CWU News

CWU Physicist One of NASA Group to Witness Cassini's Last Transmission

After nearly two decades, the NASA Cassini mission to Saturn will come to an end at approximately 5:00 a.m., September 15, when the spacecraft plunges into Saturn's atmosphere.

Darci Snowden, a physicist at Central Washington University, worked on this flagship mission, analyzing data from Cassini to learn more about the atmosphere on Titan, which is Saturn's largest and most mysterious moon.

Although Cassini will stop transmitting this Friday, Snowden says her work with the mission is far from over.

"The project is never complete," she said with a smile. "I’ll be working with Cassini data long after Cassini is gone."

Snowden will be at the NASA Jet Propulsion Laboratory in Pasadena to attend the “Final Plunge Event" with other Cassini scientists awaiting Cassini’s last transmission on Friday morning.

Exercises to complete
**A)** Answer these questions using the Cassini news story above:
(i) At about what time and on what date will the Cassini mission end?
(ii) Which of Saturn's moons has an atmosphere that Snowden studied with Cassini data?
(iii) Where will Snowden attend the "Final Plunge Event"?
**B)** Turn the paragraph of the Cassini news story beginning "Darci Snowden, a physicist" into a short bulleted list that keeps its main facts.
**C)** Carry on the Cassini news story with a few more paragraphs, starting after its final sentence.

Point-based annotation data
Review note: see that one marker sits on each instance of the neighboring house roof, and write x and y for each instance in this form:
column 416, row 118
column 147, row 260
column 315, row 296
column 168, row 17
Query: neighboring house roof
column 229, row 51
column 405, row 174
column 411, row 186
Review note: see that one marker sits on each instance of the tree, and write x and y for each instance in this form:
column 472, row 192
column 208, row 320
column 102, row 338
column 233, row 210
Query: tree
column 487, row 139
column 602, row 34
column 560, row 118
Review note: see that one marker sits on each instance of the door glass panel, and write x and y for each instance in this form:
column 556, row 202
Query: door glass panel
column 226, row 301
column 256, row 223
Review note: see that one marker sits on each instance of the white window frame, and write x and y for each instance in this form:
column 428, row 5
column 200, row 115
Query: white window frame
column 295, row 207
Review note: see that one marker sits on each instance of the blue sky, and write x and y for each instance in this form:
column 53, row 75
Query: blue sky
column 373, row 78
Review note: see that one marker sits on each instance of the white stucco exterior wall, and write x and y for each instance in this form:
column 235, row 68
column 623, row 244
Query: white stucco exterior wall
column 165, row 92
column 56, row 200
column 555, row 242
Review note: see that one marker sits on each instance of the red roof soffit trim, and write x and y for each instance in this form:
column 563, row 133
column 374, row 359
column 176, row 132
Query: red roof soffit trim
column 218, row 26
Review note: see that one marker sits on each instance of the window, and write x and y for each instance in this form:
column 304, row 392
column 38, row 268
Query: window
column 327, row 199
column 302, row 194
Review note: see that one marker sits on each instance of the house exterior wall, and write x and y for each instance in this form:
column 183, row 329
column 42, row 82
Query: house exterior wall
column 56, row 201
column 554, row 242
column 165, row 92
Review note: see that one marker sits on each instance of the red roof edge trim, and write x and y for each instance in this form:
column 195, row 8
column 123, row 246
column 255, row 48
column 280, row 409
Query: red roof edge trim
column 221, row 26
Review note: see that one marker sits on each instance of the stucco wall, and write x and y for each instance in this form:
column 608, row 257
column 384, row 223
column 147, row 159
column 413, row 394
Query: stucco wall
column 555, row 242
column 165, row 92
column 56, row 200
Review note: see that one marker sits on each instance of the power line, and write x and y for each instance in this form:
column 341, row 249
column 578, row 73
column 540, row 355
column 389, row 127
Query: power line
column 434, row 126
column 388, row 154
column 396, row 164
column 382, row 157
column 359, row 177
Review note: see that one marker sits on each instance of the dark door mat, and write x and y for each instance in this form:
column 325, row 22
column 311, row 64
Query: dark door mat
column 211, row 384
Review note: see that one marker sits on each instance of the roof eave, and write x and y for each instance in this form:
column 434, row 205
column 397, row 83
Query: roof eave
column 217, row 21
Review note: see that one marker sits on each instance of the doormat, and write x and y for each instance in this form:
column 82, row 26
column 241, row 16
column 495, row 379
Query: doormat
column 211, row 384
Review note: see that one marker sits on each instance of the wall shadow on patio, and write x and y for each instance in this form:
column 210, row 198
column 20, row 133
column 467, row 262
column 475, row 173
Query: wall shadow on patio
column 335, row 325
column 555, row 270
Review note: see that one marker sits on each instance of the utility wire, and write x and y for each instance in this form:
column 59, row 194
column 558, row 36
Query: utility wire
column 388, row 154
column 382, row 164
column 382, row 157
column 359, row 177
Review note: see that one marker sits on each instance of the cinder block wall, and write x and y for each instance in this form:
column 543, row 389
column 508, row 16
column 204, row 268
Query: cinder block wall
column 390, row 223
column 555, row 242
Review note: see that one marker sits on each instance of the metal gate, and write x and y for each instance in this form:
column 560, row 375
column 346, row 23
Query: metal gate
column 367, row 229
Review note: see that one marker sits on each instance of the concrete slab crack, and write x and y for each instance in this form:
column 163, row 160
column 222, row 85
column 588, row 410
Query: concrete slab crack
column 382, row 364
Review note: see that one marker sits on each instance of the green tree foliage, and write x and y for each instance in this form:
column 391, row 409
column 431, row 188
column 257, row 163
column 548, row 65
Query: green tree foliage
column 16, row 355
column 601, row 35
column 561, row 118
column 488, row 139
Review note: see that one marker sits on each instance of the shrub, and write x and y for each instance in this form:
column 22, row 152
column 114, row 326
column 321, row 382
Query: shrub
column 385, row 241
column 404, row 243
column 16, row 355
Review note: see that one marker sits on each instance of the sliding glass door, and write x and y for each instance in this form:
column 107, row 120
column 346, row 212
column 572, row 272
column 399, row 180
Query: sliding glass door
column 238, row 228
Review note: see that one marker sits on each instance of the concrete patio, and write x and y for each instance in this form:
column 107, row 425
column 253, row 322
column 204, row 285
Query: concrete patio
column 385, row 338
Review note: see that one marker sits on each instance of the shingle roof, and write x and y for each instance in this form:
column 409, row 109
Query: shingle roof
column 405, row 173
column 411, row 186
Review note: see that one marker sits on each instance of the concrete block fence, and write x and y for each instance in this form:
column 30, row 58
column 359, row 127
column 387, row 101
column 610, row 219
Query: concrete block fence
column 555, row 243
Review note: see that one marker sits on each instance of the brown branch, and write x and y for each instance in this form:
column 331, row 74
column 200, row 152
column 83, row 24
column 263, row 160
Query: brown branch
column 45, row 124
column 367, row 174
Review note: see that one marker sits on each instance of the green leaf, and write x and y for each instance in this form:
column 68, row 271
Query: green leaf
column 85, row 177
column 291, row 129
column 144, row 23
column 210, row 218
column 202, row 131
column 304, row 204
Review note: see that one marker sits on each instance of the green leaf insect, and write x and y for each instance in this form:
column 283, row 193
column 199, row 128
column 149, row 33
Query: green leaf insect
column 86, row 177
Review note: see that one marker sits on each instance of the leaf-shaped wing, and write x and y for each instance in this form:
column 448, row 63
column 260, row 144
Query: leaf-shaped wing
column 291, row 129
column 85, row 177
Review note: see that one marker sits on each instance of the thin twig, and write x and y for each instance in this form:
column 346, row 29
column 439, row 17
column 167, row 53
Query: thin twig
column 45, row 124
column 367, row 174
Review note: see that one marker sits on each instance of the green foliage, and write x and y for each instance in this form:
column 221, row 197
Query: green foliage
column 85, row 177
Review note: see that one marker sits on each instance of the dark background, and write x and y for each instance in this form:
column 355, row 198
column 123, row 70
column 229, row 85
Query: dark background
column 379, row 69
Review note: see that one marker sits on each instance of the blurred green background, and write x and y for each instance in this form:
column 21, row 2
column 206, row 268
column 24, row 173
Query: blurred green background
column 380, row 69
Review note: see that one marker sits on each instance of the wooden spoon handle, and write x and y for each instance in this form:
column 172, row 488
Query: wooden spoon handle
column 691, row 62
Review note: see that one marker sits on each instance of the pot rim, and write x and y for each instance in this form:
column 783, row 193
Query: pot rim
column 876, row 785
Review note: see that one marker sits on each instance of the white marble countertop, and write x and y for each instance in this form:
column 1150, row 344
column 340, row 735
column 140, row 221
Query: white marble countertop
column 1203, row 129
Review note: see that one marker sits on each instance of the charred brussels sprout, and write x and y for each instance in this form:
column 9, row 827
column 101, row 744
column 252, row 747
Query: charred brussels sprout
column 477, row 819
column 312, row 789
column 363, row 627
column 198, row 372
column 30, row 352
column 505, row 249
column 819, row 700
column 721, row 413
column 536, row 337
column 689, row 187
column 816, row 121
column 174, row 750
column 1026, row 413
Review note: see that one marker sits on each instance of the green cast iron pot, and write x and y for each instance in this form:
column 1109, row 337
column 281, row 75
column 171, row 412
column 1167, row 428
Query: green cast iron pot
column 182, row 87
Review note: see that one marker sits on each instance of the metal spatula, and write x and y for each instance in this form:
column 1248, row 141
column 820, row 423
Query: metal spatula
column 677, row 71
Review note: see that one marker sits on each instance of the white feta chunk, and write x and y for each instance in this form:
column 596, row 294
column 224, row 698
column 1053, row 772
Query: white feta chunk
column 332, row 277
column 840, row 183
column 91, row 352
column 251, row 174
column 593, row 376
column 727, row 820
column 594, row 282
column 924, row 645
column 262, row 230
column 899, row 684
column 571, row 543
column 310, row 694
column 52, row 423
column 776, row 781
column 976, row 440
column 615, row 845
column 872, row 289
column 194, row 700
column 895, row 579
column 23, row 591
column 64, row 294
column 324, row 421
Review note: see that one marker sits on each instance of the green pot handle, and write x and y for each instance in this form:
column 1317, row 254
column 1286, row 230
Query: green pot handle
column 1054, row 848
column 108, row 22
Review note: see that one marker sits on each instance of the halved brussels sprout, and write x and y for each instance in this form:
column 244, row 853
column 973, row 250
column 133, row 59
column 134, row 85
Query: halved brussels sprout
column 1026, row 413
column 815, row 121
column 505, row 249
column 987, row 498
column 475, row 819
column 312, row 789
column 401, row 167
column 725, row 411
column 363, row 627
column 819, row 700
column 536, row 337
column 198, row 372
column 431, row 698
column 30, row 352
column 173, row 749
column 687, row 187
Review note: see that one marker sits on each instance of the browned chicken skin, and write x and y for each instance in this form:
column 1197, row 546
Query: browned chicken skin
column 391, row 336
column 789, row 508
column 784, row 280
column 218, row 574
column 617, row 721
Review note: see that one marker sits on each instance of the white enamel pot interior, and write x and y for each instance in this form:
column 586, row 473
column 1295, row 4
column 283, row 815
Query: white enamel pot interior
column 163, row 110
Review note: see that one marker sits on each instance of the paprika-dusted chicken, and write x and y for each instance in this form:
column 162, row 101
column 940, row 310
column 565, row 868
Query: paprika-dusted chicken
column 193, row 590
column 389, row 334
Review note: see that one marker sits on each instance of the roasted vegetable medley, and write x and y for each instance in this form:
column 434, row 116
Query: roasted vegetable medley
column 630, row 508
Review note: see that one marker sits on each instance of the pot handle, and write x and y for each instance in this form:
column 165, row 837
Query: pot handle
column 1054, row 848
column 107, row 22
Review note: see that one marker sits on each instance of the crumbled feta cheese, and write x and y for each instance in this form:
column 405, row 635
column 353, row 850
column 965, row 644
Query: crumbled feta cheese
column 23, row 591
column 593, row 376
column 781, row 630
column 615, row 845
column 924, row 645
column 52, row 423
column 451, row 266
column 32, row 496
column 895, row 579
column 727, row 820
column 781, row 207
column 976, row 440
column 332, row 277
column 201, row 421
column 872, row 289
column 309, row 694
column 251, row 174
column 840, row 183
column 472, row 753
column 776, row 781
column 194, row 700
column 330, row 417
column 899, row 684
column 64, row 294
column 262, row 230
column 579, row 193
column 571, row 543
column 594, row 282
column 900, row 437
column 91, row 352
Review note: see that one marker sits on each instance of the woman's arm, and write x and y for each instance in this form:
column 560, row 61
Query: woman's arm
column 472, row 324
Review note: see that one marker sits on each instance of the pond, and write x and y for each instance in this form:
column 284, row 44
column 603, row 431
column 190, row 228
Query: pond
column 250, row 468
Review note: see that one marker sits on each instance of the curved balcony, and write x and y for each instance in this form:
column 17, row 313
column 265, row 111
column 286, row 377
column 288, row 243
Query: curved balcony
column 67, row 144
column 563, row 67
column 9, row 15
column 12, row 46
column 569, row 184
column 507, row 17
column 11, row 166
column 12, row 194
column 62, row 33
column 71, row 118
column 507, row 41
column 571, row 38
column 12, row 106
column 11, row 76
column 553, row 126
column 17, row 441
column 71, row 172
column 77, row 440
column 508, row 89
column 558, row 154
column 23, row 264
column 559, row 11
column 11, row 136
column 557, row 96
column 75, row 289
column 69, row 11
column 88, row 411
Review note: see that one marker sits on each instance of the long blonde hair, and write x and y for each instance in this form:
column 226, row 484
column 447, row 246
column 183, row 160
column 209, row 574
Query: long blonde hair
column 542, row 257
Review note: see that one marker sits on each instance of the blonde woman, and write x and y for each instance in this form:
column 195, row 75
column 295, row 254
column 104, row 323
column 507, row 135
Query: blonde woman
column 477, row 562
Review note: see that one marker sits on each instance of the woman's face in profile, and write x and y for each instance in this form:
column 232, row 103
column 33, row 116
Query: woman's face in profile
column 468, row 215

Solved tasks
**A)**
(i) At approximately 5:00 a.m. on September 15.
(ii) Titan.
(iii) At the NASA Jet Propulsion Laboratory in Pasadena.

**B)**
- Darci Snowden is a physicist at Central Washington University.
- She worked on NASA's flagship Cassini mission.
- She analyzed Cassini data to learn more about the atmosphere on Titan.
- Titan is Saturn's largest and most mysterious moon.

**C)**
According the JPL, "Cassini will plunge into the atmosphere of Saturn, ending its remarkable exploration of the giant planet. During its journey, Cassini has made many discoveries, including a global ocean with hydrothermal activity within Saturn's moon Enceladus, and vast seas of liquid methane on the planet's largest moon, Titan.

Cassini began the final, dramatic phase of its mission, called the Grand Finale, on April 26, with the first of 22 planned dives between Saturn and its rings. The finale orbits brought the spacecraft closer to Saturn than ever before, providing new insights into the planet's interior structure and the origins of the rings, along with stunning images. During its final plunge into Saturn, Cassini will send data about the atmosphere's composition until its signal is lost.”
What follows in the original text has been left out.